• GOAL
Express all of the material below as a JSON list of strings, with each line as one string. Skip blank lines and leave out the pictures.

---------- DATA

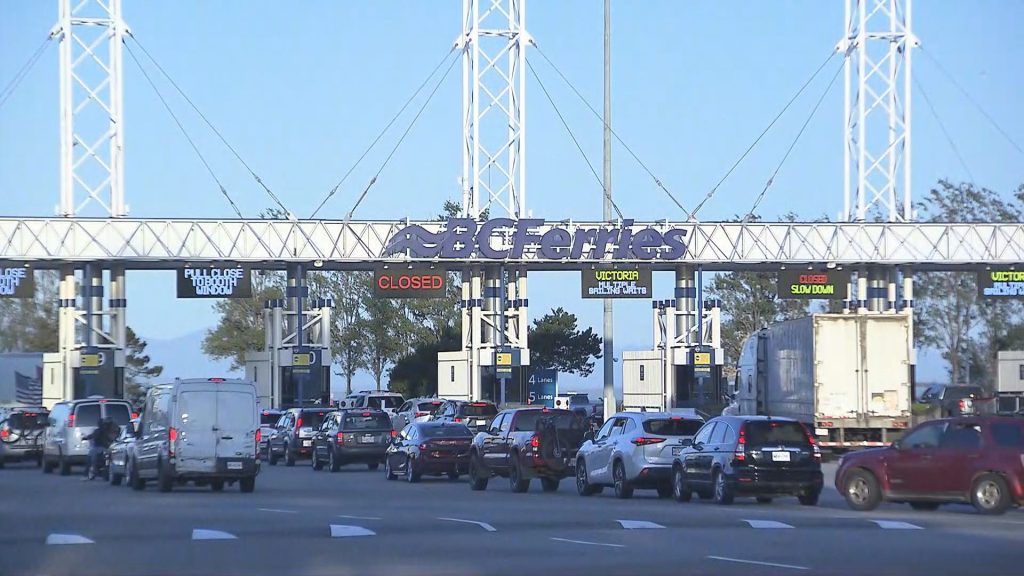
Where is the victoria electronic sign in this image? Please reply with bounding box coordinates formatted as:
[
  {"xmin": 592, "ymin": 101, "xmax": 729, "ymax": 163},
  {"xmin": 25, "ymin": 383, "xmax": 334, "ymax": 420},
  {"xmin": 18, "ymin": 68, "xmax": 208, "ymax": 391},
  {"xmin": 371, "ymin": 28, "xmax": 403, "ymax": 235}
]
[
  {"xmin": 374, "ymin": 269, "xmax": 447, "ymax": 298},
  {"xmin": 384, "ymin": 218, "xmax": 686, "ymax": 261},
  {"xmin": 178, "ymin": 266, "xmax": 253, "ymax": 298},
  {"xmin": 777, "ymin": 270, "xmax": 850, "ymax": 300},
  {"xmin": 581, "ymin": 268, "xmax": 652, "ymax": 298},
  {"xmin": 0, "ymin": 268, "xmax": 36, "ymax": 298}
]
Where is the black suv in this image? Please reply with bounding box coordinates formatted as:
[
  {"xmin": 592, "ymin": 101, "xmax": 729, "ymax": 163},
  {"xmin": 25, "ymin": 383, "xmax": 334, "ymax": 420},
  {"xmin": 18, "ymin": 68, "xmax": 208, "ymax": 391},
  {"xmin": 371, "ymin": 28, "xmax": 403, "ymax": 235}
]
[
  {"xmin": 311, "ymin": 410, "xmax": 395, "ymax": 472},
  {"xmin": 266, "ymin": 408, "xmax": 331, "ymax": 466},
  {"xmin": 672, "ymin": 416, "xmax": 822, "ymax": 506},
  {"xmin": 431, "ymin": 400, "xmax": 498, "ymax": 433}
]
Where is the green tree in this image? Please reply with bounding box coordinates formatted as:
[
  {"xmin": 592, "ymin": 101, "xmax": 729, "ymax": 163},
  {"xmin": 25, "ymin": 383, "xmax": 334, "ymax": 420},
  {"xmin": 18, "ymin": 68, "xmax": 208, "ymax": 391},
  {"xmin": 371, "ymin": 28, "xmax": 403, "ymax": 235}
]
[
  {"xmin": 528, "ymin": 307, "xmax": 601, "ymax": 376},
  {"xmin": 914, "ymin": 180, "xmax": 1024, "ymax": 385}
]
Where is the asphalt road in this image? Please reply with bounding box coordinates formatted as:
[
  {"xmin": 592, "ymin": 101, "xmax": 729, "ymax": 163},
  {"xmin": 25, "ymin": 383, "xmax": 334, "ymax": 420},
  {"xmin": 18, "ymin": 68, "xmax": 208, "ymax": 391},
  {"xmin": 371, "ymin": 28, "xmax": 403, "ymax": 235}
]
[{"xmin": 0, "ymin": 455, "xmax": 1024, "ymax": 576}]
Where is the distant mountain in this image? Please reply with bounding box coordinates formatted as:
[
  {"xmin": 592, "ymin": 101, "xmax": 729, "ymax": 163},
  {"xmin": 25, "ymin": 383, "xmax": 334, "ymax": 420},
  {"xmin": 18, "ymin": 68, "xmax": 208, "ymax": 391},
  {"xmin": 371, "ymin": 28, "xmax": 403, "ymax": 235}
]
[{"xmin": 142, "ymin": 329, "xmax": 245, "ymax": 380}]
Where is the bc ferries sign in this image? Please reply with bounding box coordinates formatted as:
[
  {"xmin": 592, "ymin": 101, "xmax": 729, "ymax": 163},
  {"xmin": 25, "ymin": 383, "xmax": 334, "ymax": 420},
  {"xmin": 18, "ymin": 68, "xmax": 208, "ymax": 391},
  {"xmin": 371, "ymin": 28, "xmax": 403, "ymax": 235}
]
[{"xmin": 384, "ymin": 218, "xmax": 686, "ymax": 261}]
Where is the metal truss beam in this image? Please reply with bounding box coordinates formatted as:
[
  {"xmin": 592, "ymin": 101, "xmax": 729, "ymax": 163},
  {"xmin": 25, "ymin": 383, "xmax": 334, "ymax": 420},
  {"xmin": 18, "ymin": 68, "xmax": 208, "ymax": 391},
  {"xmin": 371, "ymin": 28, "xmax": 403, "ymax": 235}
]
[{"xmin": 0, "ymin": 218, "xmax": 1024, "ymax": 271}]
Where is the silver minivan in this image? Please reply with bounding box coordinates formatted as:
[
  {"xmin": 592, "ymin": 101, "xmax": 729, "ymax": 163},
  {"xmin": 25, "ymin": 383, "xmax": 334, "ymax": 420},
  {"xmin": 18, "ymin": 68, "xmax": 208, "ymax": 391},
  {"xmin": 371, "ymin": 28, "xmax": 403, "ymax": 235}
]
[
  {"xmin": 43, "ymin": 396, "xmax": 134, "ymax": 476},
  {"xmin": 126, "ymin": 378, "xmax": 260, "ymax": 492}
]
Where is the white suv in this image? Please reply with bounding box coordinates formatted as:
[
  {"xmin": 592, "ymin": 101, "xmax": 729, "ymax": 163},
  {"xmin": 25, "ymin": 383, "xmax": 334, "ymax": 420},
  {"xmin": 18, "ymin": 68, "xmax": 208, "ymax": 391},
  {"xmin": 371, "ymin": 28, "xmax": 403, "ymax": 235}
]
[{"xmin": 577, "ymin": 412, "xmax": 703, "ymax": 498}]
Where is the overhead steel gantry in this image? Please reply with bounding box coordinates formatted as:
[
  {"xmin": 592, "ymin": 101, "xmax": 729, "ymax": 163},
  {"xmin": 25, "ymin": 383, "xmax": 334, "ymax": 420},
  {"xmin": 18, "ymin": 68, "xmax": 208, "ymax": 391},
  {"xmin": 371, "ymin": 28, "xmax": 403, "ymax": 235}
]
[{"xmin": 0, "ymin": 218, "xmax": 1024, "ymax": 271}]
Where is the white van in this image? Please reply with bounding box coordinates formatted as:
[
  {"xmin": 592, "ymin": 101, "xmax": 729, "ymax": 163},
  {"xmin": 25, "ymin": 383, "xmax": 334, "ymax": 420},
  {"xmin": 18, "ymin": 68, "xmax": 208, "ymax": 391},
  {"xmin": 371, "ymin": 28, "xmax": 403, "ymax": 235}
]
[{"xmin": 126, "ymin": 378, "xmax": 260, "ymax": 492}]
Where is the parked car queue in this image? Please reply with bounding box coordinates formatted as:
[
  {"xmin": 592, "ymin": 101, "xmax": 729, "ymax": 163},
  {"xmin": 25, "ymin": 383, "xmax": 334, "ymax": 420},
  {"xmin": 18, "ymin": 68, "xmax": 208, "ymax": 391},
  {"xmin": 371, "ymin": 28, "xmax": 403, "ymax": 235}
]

--------------------

• OUTPUT
[
  "Where is the victoria electronic sign in this image? Please reply with bounding box coordinates formatted as:",
  "[",
  "  {\"xmin\": 592, \"ymin\": 101, \"xmax\": 729, \"ymax\": 163},",
  "  {\"xmin\": 25, \"ymin\": 383, \"xmax\": 334, \"ymax\": 420},",
  "  {\"xmin\": 18, \"ymin\": 68, \"xmax\": 208, \"ymax\": 391},",
  "  {\"xmin\": 371, \"ymin\": 28, \"xmax\": 403, \"ymax\": 235}",
  "]",
  "[",
  "  {\"xmin\": 374, \"ymin\": 269, \"xmax\": 447, \"ymax\": 298},",
  "  {\"xmin\": 384, \"ymin\": 218, \"xmax\": 686, \"ymax\": 261},",
  "  {\"xmin\": 178, \"ymin\": 266, \"xmax\": 253, \"ymax\": 298},",
  "  {\"xmin\": 777, \"ymin\": 270, \"xmax\": 850, \"ymax\": 300},",
  "  {\"xmin\": 581, \"ymin\": 268, \"xmax\": 652, \"ymax\": 298},",
  "  {\"xmin\": 0, \"ymin\": 268, \"xmax\": 36, \"ymax\": 298}",
  "]",
  "Where is the black suv in this image? Please reply with bounding box coordinates formatted as:",
  "[",
  "  {\"xmin\": 592, \"ymin\": 101, \"xmax\": 729, \"ymax\": 163},",
  "  {\"xmin\": 25, \"ymin\": 383, \"xmax\": 334, \"ymax\": 420},",
  "  {\"xmin\": 18, \"ymin\": 68, \"xmax\": 208, \"ymax\": 391},",
  "  {\"xmin\": 371, \"ymin\": 28, \"xmax\": 403, \"ymax\": 235}",
  "]",
  "[",
  "  {\"xmin\": 311, \"ymin\": 410, \"xmax\": 395, \"ymax\": 472},",
  "  {\"xmin\": 266, \"ymin\": 408, \"xmax\": 331, \"ymax\": 466},",
  "  {\"xmin\": 672, \"ymin\": 416, \"xmax\": 822, \"ymax\": 506},",
  "  {\"xmin\": 431, \"ymin\": 400, \"xmax\": 498, \"ymax\": 433}",
  "]",
  "Where is the green tree in this image? Please reply with bounding box coordinates formatted as:",
  "[",
  "  {\"xmin\": 592, \"ymin\": 101, \"xmax\": 729, \"ymax\": 163},",
  "  {\"xmin\": 25, \"ymin\": 383, \"xmax\": 334, \"ymax\": 420},",
  "  {\"xmin\": 18, \"ymin\": 68, \"xmax\": 208, \"ymax\": 391},",
  "  {\"xmin\": 371, \"ymin\": 28, \"xmax\": 403, \"ymax\": 235}",
  "]",
  "[",
  "  {\"xmin\": 528, \"ymin\": 307, \"xmax\": 601, \"ymax\": 376},",
  "  {\"xmin\": 914, \"ymin\": 180, \"xmax\": 1024, \"ymax\": 385}",
  "]",
  "Where is the asphalt road in this image? Please reply with bounding box coordinates formatted as:",
  "[",
  "  {\"xmin\": 592, \"ymin\": 101, \"xmax\": 729, \"ymax\": 163},",
  "  {\"xmin\": 25, \"ymin\": 383, \"xmax\": 334, \"ymax\": 420},",
  "  {\"xmin\": 18, \"ymin\": 68, \"xmax\": 208, \"ymax\": 391},",
  "  {\"xmin\": 371, \"ymin\": 28, \"xmax\": 403, \"ymax\": 235}",
  "]",
  "[{\"xmin\": 0, \"ymin\": 455, \"xmax\": 1024, \"ymax\": 576}]",
  "Where is the distant mountain in this image? Please reply with bounding box coordinates formatted as:",
  "[",
  "  {\"xmin\": 592, \"ymin\": 101, \"xmax\": 729, \"ymax\": 163},",
  "  {\"xmin\": 25, \"ymin\": 383, \"xmax\": 334, \"ymax\": 420},",
  "  {\"xmin\": 18, \"ymin\": 68, \"xmax\": 208, \"ymax\": 391},",
  "  {\"xmin\": 371, \"ymin\": 28, \"xmax\": 403, \"ymax\": 235}",
  "]",
  "[{\"xmin\": 142, \"ymin\": 329, \"xmax\": 245, \"ymax\": 380}]",
  "Where is the bc ferries sign in this image? Please reply with bounding box coordinates formatted as:",
  "[",
  "  {\"xmin\": 592, \"ymin\": 101, \"xmax\": 729, \"ymax\": 163},",
  "  {\"xmin\": 25, \"ymin\": 383, \"xmax\": 334, \"ymax\": 420},",
  "  {\"xmin\": 18, \"ymin\": 68, \"xmax\": 208, \"ymax\": 391},",
  "  {\"xmin\": 371, \"ymin\": 28, \"xmax\": 403, \"ymax\": 235}",
  "]",
  "[{\"xmin\": 384, \"ymin\": 218, \"xmax\": 686, \"ymax\": 261}]",
  "Where is the metal truss beam in this image? Please reply with bounding box coordinates formatted as:",
  "[",
  "  {\"xmin\": 592, \"ymin\": 101, \"xmax\": 729, \"ymax\": 163},",
  "  {\"xmin\": 25, \"ymin\": 383, \"xmax\": 334, \"ymax\": 420},",
  "  {\"xmin\": 18, \"ymin\": 68, \"xmax\": 208, \"ymax\": 391},",
  "  {\"xmin\": 371, \"ymin\": 28, \"xmax\": 403, \"ymax\": 235}",
  "]",
  "[{\"xmin\": 0, \"ymin\": 218, \"xmax\": 1024, \"ymax\": 271}]",
  "Where is the silver minivan in this image? Please reply with bounding box coordinates formatted as:",
  "[",
  "  {\"xmin\": 592, \"ymin\": 101, \"xmax\": 729, \"ymax\": 163},",
  "  {\"xmin\": 25, \"ymin\": 383, \"xmax\": 334, \"ymax\": 420},",
  "  {\"xmin\": 18, \"ymin\": 68, \"xmax\": 208, \"ymax\": 391},",
  "  {\"xmin\": 371, \"ymin\": 28, \"xmax\": 403, \"ymax\": 235}",
  "]",
  "[",
  "  {\"xmin\": 43, \"ymin\": 396, \"xmax\": 134, \"ymax\": 476},",
  "  {\"xmin\": 126, \"ymin\": 378, \"xmax\": 260, \"ymax\": 492}",
  "]",
  "Where is the white suv in this image? Please reply with bounding box coordinates formatted as:",
  "[",
  "  {\"xmin\": 592, \"ymin\": 101, \"xmax\": 729, \"ymax\": 163},",
  "  {\"xmin\": 25, \"ymin\": 383, \"xmax\": 334, \"ymax\": 420},",
  "  {\"xmin\": 18, \"ymin\": 68, \"xmax\": 208, \"ymax\": 391},",
  "  {\"xmin\": 371, \"ymin\": 28, \"xmax\": 403, \"ymax\": 235}",
  "]",
  "[{\"xmin\": 577, \"ymin\": 412, \"xmax\": 703, \"ymax\": 498}]",
  "Where is the overhead steel gantry in this image? Please reply with bounding box coordinates formatted as:",
  "[",
  "  {\"xmin\": 592, \"ymin\": 101, \"xmax\": 729, \"ymax\": 163},",
  "  {\"xmin\": 25, \"ymin\": 383, \"xmax\": 334, \"ymax\": 420},",
  "  {\"xmin\": 18, \"ymin\": 68, \"xmax\": 208, \"ymax\": 391},",
  "  {\"xmin\": 371, \"ymin\": 28, \"xmax\": 403, \"ymax\": 235}",
  "]",
  "[{\"xmin\": 0, \"ymin\": 218, \"xmax\": 1024, \"ymax\": 271}]",
  "Where is the white van in this image? Please reply with bounding box coordinates formatted as:",
  "[",
  "  {\"xmin\": 592, \"ymin\": 101, \"xmax\": 729, \"ymax\": 163},",
  "  {\"xmin\": 25, \"ymin\": 383, \"xmax\": 334, \"ymax\": 420},",
  "  {\"xmin\": 18, \"ymin\": 68, \"xmax\": 208, \"ymax\": 391},",
  "  {\"xmin\": 371, \"ymin\": 28, \"xmax\": 403, \"ymax\": 235}",
  "]",
  "[{\"xmin\": 126, \"ymin\": 378, \"xmax\": 260, \"ymax\": 492}]",
  "Where is the parked car queue in this image? Please reply with bounding box coordinates formatted as:",
  "[",
  "  {\"xmin\": 592, \"ymin\": 101, \"xmax\": 729, \"ymax\": 163},",
  "  {\"xmin\": 25, \"ymin\": 383, \"xmax\": 334, \"ymax\": 420},",
  "  {\"xmin\": 18, \"ymin\": 68, \"xmax\": 208, \"ymax\": 391},",
  "  {\"xmin\": 371, \"ymin\": 28, \"xmax\": 403, \"ymax\": 235}",
  "]"
]